** Opening Excerpt to read block **
Hexane molecules and water molecules do exhibit electrostatic attractions with one another. This electrostatic attraction is stronger than the attraction between two hexane molecules but is weaker than the attraction between two water molecules. As water molecules have a stronger electrostatic attraction with one another than with the hexane molecules, the two substances will not mix. When water is added to an alcohol like methanol, the two liquids do mix to form a solution. This is because the methanol molecules and water molecules can form hydrogen bonds with one another, similar to the intermolecular attractions that each had on its own. It’s worth noting that not all alcohols are soluble in water.
Let’s consider ethanol and hexanol. Both molecules have hydroxy groups that are polar and can hydrogen bond with other alcohol molecules. Both molecules also have a hydrocarbon portion that is nonpolar. Ethanol is soluble in water, but hexanol is considerably less soluble in water and is often described as insoluble in water. This means that the large hydrocarbon portion of hexanol must affect the solubility more than the polar hydroxy group. Thus, small alcohols like methanol and ethanol are soluble in water. But as the length of the carbon chain grows, the alcohol tends to exhibit more nonpolar characteristics, and the solubility of the alcohol in water decreases.
** Closing Excerpt to read block **
** Opening Information provided block **
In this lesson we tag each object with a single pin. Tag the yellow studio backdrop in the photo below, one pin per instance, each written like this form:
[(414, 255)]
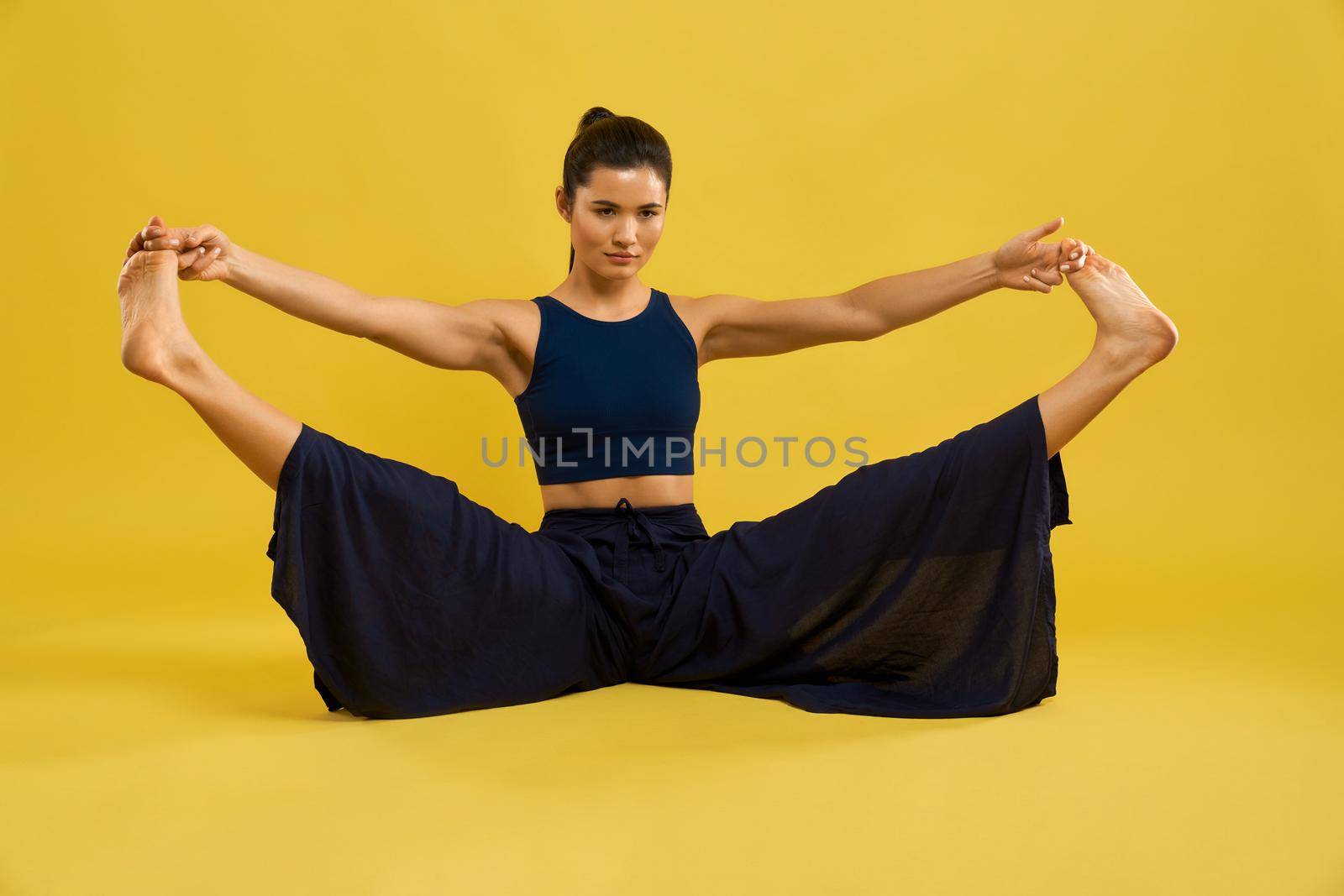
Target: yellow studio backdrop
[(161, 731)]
** Closing Information provided block **
## [Exercise instructions]
From the passage above on solubility in water, copy exactly the part that begins with the words "Let’s consider ethanol" and ends with the words "in water decreases.".

## [Exercise response]
Let’s consider ethanol and hexanol. Both molecules have hydroxy groups that are polar and can hydrogen bond with other alcohol molecules. Both molecules also have a hydrocarbon portion that is nonpolar. Ethanol is soluble in water, but hexanol is considerably less soluble in water and is often described as insoluble in water. This means that the large hydrocarbon portion of hexanol must affect the solubility more than the polar hydroxy group. Thus, small alcohols like methanol and ethanol are soluble in water. But as the length of the carbon chain grows, the alcohol tends to exhibit more nonpolar characteristics, and the solubility of the alcohol in water decreases.